## Aim of the exercise
From the entries below, retype only the lines from the one with "Tag the parked" through the one with "Tag the mountain", exactly as written.
Supplied records below:
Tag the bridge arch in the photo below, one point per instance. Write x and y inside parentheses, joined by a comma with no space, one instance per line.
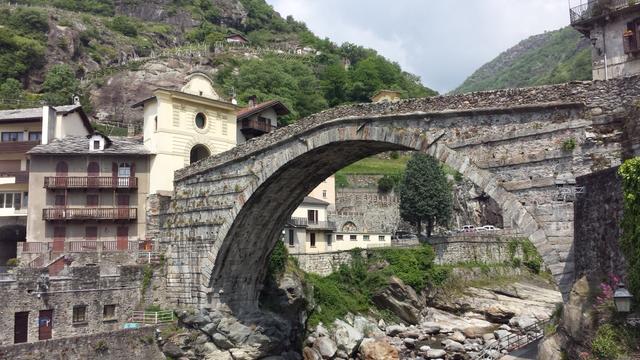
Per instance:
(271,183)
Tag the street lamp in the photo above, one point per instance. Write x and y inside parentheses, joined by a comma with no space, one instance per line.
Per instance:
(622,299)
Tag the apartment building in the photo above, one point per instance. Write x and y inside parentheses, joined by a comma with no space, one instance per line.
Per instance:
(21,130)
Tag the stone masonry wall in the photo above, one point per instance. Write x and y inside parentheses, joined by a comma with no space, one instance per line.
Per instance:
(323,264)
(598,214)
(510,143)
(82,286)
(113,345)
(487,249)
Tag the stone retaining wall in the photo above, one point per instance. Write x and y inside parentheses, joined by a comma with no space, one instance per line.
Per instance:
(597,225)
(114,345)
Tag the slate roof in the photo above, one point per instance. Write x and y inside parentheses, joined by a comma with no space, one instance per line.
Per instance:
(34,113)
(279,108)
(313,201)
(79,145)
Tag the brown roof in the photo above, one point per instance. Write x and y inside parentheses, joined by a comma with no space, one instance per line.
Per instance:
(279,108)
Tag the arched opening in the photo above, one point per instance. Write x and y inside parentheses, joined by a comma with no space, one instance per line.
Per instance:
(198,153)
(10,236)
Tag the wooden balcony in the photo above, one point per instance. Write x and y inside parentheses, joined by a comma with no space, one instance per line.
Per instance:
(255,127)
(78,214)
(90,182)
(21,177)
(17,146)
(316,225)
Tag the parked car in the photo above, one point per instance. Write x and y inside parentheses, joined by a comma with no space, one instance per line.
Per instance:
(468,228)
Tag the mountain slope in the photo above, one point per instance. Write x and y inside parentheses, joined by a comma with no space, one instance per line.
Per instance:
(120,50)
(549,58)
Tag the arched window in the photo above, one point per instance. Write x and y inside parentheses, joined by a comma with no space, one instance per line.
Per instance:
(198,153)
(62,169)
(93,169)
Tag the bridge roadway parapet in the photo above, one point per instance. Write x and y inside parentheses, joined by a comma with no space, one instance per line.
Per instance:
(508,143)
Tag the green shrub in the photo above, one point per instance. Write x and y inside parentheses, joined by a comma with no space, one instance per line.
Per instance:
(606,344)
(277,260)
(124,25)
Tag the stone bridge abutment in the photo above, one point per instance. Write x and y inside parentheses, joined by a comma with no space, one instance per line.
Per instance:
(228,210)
End of Supplied records.
Supplied records below:
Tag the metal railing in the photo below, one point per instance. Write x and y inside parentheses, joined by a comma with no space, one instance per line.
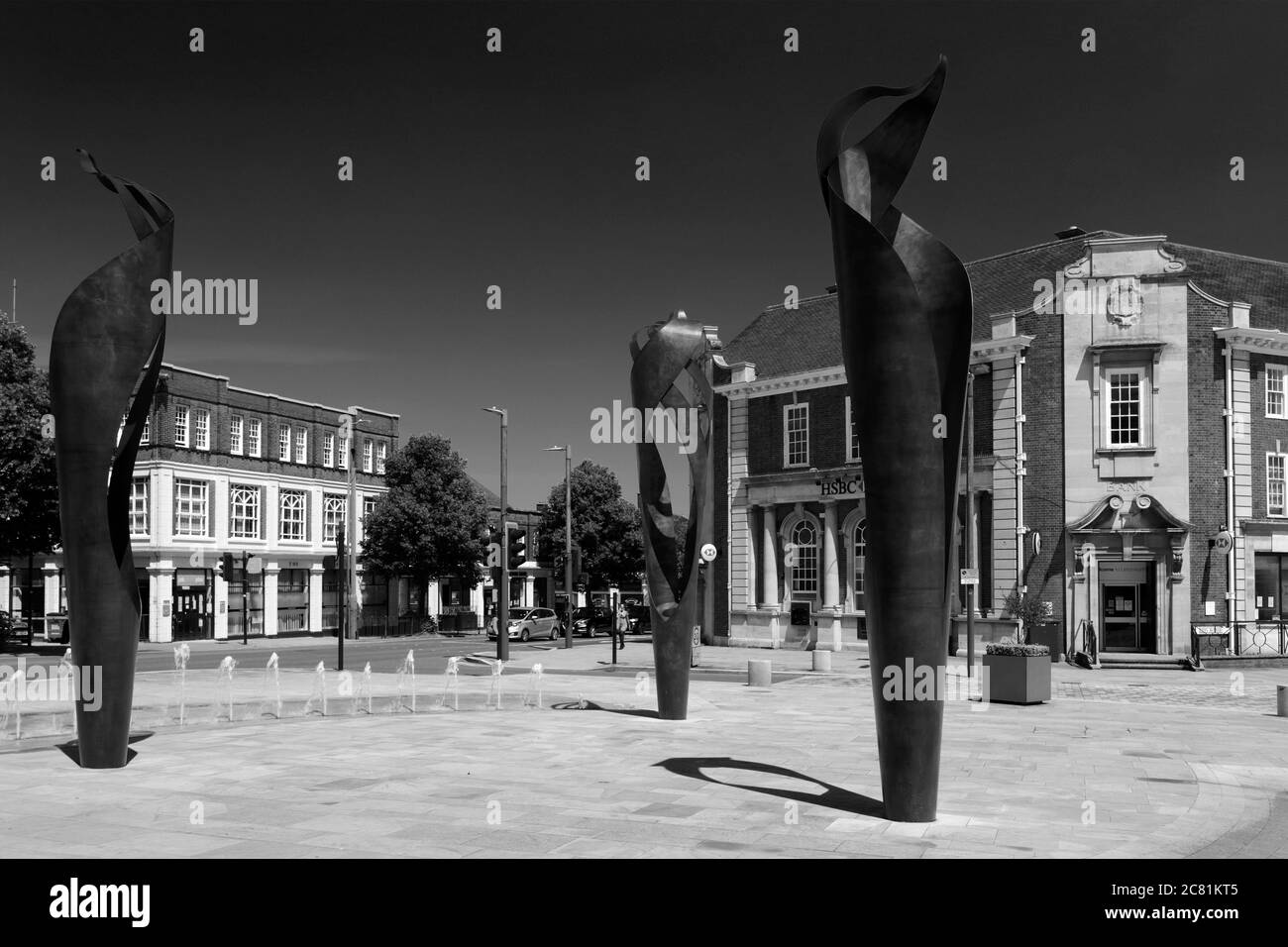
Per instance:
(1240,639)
End of Supplied records.
Supplied records below:
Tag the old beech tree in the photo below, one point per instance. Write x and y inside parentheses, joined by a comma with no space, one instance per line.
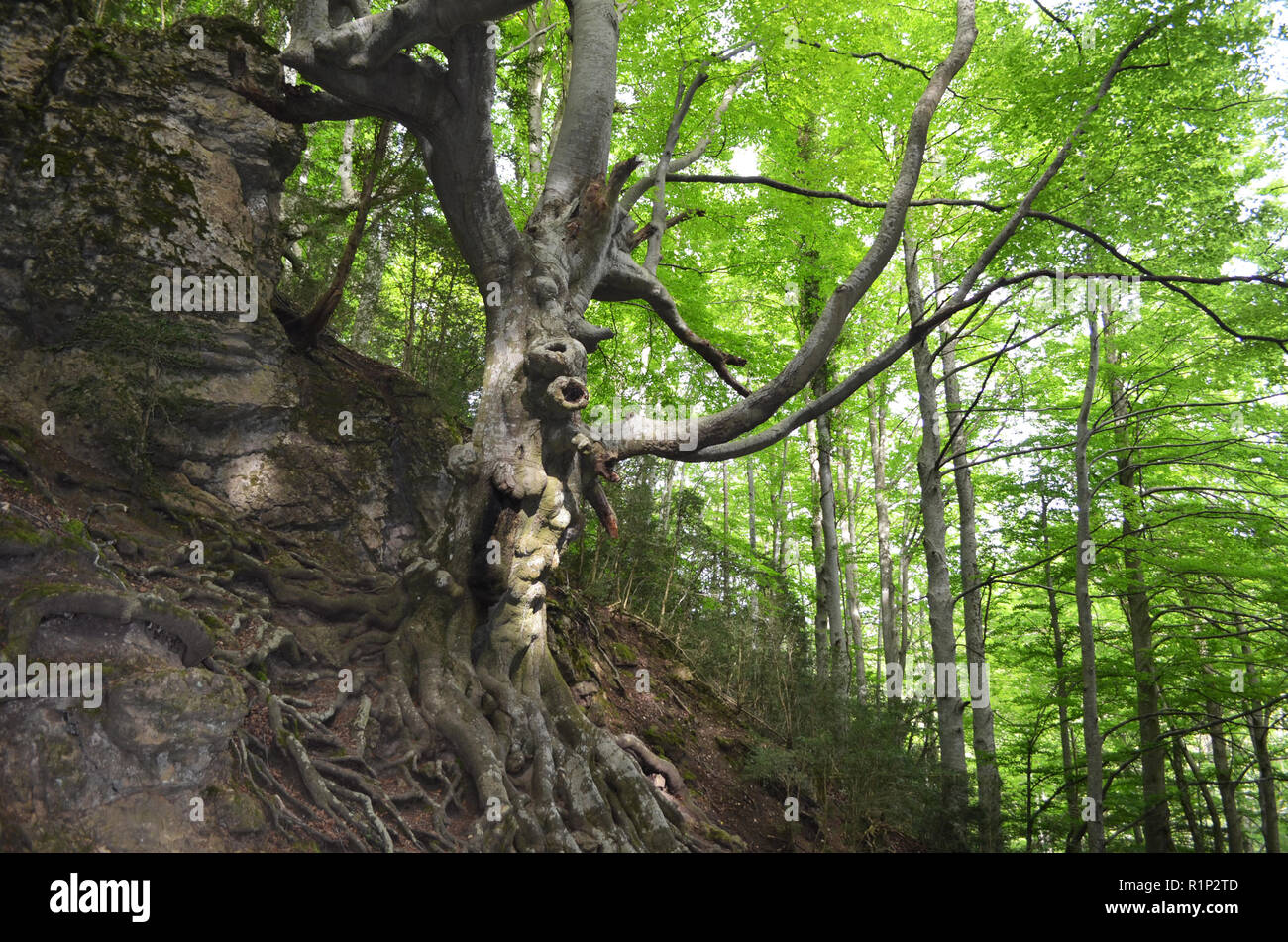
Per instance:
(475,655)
End of Supplied records.
## Solution to this task
Tag the parked car in the photo above, one point per instance. Write x and y inside parentheses, joined by a comma with no space, one instance per line.
Per instance:
(468,228)
Tag the mountain slope in the photo above, one point per instance. Write x and y inside parentheses, joined by a comma with no space, one instance per line.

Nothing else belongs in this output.